- **Directions**: Copy the following lines word for word, keeping every character unchanged.

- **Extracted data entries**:

* BEGIN *

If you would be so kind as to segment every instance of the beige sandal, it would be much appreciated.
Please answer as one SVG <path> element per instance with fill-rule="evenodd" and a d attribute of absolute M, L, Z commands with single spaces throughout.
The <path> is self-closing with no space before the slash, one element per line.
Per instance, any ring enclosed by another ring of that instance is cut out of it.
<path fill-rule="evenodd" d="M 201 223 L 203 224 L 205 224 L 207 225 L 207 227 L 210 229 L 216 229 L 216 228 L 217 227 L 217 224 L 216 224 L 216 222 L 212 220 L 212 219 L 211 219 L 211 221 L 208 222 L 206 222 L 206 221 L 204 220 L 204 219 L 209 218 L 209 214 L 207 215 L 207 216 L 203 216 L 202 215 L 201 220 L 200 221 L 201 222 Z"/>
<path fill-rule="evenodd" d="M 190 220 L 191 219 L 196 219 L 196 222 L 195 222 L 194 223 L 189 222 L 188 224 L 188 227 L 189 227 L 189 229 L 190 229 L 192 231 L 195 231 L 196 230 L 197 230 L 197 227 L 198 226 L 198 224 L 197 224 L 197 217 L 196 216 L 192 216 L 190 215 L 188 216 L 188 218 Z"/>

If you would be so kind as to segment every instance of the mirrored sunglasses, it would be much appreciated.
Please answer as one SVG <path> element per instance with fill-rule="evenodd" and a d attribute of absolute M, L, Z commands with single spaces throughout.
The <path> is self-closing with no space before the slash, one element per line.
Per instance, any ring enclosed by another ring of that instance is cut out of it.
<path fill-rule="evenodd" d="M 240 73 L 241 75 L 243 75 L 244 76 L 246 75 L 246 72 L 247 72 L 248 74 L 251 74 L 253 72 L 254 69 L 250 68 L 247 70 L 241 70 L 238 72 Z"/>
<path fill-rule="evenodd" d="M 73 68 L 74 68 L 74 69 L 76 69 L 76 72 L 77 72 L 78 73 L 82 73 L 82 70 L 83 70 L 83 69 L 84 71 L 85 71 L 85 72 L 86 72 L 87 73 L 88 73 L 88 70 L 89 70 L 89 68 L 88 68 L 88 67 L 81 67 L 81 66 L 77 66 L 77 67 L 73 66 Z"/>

* END *

- **Exercise solution**:
If you would be so kind as to segment every instance of the beige sandal, it would be much appreciated.
Please answer as one SVG <path> element per instance with fill-rule="evenodd" and a d attribute of absolute M, L, Z commands with single spaces throughout.
The <path> is self-closing with no space before the slash, one element per line.
Per instance, any ring enclosed by another ring of that instance is cut out of it.
<path fill-rule="evenodd" d="M 201 223 L 203 224 L 205 224 L 207 225 L 207 227 L 210 229 L 216 229 L 216 228 L 217 227 L 217 224 L 216 224 L 216 222 L 212 220 L 212 219 L 211 219 L 211 221 L 208 222 L 206 222 L 206 221 L 204 220 L 204 219 L 209 218 L 209 214 L 207 215 L 207 216 L 203 216 L 202 215 L 201 220 L 200 221 L 201 222 Z"/>
<path fill-rule="evenodd" d="M 190 220 L 191 219 L 196 219 L 196 222 L 195 222 L 194 223 L 189 222 L 188 224 L 188 227 L 189 227 L 189 229 L 190 229 L 192 231 L 195 231 L 196 230 L 197 230 L 197 227 L 198 226 L 198 224 L 197 224 L 197 217 L 196 216 L 192 216 L 190 215 L 188 216 L 188 218 Z"/>

If you would be so kind as to segment every instance of the mirrored sunglasses, it would be much appreciated.
Please answer as one SVG <path> element per instance with fill-rule="evenodd" and a d attribute of absolute M, L, Z commands with single spaces throughout.
The <path> is self-closing with no space before the slash, one element per line.
Per instance, any ring enclosed by another ring of that instance is cut out of it.
<path fill-rule="evenodd" d="M 240 73 L 241 75 L 243 75 L 244 76 L 246 75 L 246 72 L 247 72 L 248 74 L 251 74 L 253 72 L 254 69 L 250 68 L 247 70 L 241 70 L 238 72 Z"/>
<path fill-rule="evenodd" d="M 73 68 L 74 68 L 74 69 L 76 69 L 76 72 L 77 72 L 78 73 L 82 73 L 82 70 L 83 70 L 83 69 L 84 71 L 85 71 L 85 72 L 86 72 L 87 73 L 88 73 L 88 70 L 89 70 L 89 68 L 88 68 L 88 67 L 81 67 L 81 66 L 77 66 L 77 67 L 73 66 Z"/>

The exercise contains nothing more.